**Exercise requirements**: The entries below are to be repeated exactly as they stand.

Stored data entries
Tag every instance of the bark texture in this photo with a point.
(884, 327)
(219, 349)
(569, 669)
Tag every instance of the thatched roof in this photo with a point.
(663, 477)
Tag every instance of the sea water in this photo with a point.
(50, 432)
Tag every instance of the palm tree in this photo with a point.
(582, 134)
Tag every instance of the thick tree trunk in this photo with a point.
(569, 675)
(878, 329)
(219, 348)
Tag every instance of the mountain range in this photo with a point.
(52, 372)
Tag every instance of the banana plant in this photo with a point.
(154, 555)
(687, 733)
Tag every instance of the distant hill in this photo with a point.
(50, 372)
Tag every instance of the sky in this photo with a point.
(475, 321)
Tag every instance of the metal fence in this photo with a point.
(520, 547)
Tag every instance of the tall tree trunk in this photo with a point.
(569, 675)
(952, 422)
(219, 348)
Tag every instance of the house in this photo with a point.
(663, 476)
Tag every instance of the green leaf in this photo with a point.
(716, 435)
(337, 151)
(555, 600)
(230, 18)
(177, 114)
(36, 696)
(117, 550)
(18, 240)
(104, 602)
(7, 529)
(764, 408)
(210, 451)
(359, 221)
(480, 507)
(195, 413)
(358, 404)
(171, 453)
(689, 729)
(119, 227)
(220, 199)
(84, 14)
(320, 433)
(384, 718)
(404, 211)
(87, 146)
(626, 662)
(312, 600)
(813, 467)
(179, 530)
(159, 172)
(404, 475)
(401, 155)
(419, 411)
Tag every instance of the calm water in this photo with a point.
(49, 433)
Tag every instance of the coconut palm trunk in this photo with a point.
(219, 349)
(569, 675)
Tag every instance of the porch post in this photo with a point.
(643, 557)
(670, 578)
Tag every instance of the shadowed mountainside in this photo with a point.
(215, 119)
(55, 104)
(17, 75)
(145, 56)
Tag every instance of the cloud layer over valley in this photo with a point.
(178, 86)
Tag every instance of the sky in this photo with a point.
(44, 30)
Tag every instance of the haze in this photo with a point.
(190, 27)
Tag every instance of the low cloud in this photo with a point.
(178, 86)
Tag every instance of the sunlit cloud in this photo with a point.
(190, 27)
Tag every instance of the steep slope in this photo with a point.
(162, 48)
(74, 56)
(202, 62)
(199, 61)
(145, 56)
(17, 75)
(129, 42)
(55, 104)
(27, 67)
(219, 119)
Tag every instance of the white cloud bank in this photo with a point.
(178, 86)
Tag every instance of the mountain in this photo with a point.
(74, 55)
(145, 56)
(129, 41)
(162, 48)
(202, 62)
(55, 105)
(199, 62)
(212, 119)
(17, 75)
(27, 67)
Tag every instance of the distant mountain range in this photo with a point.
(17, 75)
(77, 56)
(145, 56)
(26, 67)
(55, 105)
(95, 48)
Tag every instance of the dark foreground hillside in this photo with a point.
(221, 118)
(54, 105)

**Task result**:
Tag every instance of the bark texture in this photo with a point.
(884, 327)
(219, 349)
(569, 669)
Tag every instance of the thatched roof in this photo with a point.
(663, 477)
Tag every instance of the sea water in this photo with a point.
(50, 432)
Tag every instance of the palm tree in this photo with a point.
(582, 134)
Tag every instance of the thick tree trunk in this photo with a point.
(569, 675)
(878, 329)
(219, 348)
Tag every instance of the mountain range in this photo with a point.
(52, 372)
Tag every instance of the banana plant in this photo with a point.
(154, 555)
(687, 733)
Tag every instance of the distant hill in this photo with a point.
(50, 372)
Tag every instance of the sky in this photo with a point.
(475, 321)
Tag every instance of the metal fence in this photo with a point.
(520, 547)
Tag every instance of the tall tree trunk in this photo with a point.
(569, 675)
(952, 422)
(219, 348)
Tag every instance of the house in this photo with a point.
(663, 476)
Tag every instance of the green leaf in this photo with a point.
(716, 435)
(337, 151)
(555, 600)
(230, 18)
(177, 114)
(36, 696)
(117, 550)
(18, 240)
(104, 602)
(7, 529)
(764, 408)
(210, 451)
(359, 221)
(480, 507)
(195, 413)
(358, 404)
(171, 453)
(689, 729)
(119, 227)
(220, 199)
(84, 14)
(320, 433)
(384, 718)
(404, 211)
(87, 146)
(626, 662)
(312, 600)
(813, 467)
(179, 530)
(159, 172)
(404, 475)
(401, 155)
(419, 411)
Tag every instance of the calm water in this photo with a point.
(49, 433)
Tag every instance of the coconut palm trunk in this photo with a point.
(219, 349)
(569, 675)
Tag every instance of the porch post in this photo with a point.
(643, 557)
(670, 578)
Tag every instance of the shadowed mountainside in this photo with a point.
(215, 119)
(55, 104)
(17, 75)
(145, 56)
Tag every instance of the cloud layer over valley in this photo with a point.
(178, 86)
Tag every instance of the sky in this photo with a point.
(44, 30)
Tag every instance of the haze in this photo with a point.
(190, 27)
Tag every instance of the low cloud in this photo with a point.
(178, 86)
Tag every instance of the sunlit cloud in this photo with a point.
(190, 27)
Tag every instance of the steep slope in this photo with a point.
(162, 48)
(74, 56)
(202, 62)
(199, 61)
(145, 56)
(17, 75)
(129, 42)
(55, 104)
(27, 67)
(219, 119)
Tag every instance of the white cloud bank in this photo with a point.
(178, 86)
Tag every instance of the mountain in this photo with a point.
(74, 55)
(145, 56)
(129, 41)
(162, 48)
(202, 62)
(55, 105)
(199, 62)
(212, 119)
(17, 75)
(27, 67)
Tag every instance of the distant mountain range in this photo with a point.
(17, 75)
(77, 56)
(145, 56)
(26, 67)
(55, 105)
(95, 48)
Tag every instance of the dark foreground hillside in this photo with a point.
(221, 118)
(54, 105)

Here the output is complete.